:: SUPPLIED ENTRIES ::
┌──

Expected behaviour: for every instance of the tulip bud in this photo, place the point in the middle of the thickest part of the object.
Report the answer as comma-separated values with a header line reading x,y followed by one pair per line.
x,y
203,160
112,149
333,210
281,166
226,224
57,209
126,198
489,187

└──
┌──

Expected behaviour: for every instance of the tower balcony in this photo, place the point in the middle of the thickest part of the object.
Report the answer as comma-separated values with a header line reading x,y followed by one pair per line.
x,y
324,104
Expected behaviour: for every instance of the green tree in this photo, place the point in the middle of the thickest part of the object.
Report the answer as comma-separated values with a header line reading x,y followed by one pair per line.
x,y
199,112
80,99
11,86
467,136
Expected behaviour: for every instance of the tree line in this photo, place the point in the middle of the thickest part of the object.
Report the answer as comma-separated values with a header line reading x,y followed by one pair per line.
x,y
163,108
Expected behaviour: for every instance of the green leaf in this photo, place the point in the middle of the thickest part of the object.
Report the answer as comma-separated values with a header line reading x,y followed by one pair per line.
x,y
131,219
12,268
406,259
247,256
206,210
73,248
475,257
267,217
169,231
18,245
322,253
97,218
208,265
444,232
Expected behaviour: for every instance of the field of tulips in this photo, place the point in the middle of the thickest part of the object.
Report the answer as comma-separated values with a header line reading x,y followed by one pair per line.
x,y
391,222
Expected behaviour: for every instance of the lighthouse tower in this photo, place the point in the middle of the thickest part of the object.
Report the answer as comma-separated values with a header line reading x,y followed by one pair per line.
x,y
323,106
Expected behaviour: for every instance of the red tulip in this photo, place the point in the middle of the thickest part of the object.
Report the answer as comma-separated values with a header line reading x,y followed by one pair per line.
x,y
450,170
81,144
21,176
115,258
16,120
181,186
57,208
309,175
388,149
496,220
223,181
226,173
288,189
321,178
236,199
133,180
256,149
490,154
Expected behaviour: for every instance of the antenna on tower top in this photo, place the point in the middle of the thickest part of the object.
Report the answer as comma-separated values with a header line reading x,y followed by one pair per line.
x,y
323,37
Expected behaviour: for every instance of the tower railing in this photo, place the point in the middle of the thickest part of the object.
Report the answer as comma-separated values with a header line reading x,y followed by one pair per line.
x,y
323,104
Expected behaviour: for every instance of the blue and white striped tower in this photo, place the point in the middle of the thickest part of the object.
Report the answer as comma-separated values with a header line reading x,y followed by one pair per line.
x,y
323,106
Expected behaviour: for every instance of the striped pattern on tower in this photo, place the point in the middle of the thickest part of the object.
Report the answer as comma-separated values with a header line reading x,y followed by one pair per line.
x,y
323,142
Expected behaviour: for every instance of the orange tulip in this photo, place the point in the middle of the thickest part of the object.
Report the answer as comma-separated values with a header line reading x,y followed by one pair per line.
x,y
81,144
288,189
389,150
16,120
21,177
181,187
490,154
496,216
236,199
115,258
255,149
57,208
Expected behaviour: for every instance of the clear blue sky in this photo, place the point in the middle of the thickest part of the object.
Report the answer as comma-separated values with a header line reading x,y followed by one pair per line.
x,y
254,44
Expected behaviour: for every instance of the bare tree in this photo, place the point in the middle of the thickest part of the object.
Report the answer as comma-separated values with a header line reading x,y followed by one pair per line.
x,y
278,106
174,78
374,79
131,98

└──
┌──

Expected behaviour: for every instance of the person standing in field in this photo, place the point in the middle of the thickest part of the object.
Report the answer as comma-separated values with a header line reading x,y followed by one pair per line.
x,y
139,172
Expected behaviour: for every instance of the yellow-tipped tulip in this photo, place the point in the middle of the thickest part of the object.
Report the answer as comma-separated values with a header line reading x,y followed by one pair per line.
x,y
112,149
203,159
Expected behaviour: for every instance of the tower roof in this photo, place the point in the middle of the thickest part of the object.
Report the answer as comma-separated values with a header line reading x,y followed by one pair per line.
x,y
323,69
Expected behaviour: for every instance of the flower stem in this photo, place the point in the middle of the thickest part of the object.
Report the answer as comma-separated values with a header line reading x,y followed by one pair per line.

└──

:: AIM OF THE EXERCISE ::
Report every line of the listing above that contains the word "striped".

:: ANSWER IN FULL ::
Expected behaviour: for every instance of the blue and white striped tower in this photo, place the point in the middle of the thickest part of the object.
Expected behaviour: for every instance of the striped pattern on tower in this photo, place the point in the middle of the thickest part of the object.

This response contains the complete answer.